RECORDS TO USE Start Marker
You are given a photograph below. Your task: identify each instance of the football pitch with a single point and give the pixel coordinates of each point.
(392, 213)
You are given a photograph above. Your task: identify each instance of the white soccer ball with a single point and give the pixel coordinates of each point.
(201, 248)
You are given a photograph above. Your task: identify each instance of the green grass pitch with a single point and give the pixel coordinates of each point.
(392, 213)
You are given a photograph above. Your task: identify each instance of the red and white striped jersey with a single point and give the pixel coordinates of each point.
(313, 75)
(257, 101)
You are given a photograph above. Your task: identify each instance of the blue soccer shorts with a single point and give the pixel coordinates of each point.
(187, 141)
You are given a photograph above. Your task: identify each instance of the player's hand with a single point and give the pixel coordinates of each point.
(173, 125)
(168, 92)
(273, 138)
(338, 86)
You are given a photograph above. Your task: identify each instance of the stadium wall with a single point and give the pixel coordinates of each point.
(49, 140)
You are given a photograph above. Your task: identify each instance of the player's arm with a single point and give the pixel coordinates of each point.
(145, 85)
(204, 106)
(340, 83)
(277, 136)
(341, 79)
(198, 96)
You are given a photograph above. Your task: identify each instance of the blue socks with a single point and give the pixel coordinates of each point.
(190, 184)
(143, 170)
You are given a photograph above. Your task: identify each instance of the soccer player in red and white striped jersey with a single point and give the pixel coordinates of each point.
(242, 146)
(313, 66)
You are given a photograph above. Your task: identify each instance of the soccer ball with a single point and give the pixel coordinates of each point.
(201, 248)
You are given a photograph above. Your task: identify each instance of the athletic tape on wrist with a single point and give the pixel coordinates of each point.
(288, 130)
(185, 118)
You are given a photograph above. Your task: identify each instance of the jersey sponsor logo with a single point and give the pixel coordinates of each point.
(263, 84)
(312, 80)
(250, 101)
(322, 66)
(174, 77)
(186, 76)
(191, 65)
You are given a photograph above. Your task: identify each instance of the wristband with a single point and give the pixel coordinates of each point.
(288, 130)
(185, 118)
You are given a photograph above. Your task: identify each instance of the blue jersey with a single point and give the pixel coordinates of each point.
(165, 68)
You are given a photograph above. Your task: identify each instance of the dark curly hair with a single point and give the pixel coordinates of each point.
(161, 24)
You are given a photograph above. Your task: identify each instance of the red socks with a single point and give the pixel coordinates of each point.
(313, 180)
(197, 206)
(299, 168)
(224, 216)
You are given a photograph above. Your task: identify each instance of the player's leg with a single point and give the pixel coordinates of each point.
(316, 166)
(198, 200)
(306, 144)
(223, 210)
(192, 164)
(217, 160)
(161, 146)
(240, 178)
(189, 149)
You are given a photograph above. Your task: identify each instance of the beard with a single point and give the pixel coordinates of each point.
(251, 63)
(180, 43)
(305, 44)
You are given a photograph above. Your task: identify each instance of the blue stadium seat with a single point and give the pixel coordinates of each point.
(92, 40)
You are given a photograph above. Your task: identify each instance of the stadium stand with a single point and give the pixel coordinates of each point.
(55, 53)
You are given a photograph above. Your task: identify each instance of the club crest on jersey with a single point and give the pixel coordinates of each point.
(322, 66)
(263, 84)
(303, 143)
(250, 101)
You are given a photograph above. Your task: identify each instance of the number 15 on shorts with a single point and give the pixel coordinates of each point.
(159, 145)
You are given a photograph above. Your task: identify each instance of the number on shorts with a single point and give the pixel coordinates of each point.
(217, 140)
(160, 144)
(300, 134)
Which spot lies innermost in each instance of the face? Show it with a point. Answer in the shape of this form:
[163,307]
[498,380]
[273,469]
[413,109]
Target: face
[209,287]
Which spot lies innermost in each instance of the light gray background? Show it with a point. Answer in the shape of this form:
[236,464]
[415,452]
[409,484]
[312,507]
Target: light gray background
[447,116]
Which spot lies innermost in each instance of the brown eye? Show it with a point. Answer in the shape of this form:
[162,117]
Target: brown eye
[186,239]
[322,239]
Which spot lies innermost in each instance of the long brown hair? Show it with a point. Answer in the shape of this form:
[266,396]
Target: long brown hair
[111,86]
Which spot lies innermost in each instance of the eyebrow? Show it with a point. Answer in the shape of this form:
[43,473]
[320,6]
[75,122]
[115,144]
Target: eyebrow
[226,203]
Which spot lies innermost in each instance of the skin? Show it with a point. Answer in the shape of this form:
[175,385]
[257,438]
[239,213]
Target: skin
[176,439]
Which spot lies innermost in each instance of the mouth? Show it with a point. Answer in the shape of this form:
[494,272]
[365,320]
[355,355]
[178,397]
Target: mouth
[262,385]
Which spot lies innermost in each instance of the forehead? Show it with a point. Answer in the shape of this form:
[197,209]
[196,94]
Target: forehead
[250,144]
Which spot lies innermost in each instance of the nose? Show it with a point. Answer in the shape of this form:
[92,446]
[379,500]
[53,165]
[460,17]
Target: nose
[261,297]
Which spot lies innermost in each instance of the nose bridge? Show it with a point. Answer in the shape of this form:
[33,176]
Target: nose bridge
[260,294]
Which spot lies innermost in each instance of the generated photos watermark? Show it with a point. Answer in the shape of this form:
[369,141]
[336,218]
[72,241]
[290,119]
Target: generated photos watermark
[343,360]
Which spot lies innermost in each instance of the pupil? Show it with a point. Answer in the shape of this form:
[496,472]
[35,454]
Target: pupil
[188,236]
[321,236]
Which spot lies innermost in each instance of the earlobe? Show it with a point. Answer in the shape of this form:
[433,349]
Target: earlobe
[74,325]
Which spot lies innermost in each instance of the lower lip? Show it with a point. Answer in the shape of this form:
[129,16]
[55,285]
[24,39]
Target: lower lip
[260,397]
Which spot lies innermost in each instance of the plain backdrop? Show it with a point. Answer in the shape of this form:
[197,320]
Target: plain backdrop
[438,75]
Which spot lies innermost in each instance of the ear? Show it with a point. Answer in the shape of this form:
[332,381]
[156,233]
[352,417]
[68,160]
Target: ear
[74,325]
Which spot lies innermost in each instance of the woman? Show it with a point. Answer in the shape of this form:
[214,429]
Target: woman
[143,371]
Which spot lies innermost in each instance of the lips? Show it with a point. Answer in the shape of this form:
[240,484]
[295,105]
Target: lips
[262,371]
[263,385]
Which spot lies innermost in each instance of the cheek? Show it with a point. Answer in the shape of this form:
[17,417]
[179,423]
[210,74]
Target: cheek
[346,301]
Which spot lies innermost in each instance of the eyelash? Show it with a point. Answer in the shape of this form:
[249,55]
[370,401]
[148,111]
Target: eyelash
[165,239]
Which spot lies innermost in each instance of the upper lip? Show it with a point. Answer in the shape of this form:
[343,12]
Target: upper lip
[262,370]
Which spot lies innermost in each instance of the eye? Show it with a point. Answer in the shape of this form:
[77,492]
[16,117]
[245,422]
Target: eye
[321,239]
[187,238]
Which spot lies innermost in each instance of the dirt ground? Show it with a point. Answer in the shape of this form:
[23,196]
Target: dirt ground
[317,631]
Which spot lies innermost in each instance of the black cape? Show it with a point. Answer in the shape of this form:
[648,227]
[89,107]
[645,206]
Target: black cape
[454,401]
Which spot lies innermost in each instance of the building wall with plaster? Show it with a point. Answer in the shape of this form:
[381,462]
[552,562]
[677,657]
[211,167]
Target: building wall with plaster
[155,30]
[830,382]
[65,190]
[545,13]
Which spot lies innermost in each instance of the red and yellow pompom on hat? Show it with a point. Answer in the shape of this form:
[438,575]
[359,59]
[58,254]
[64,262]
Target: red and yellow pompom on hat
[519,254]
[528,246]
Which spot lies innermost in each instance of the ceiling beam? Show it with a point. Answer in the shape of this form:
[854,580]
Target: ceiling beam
RECORDS TO USE End Marker
Identify each line in the entries with the word "beam" and copy it.

Which spot lies innermost in each instance of the ceiling beam? Show it with a point. Answer in the shape of this form:
Target: ceiling beam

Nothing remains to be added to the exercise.